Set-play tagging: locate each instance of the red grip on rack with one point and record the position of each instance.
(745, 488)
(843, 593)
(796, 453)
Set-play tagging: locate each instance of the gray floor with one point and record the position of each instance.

---------------

(Problem to solve) Reproduce the listing above word for word.

(Solution for this problem)
Set-play tagging: locate each instance of the red grip on rack with one point and record the position of each instance.
(745, 488)
(843, 593)
(796, 453)
Set-play tagging: locate each instance of the gray floor with one point and record the position of each instance.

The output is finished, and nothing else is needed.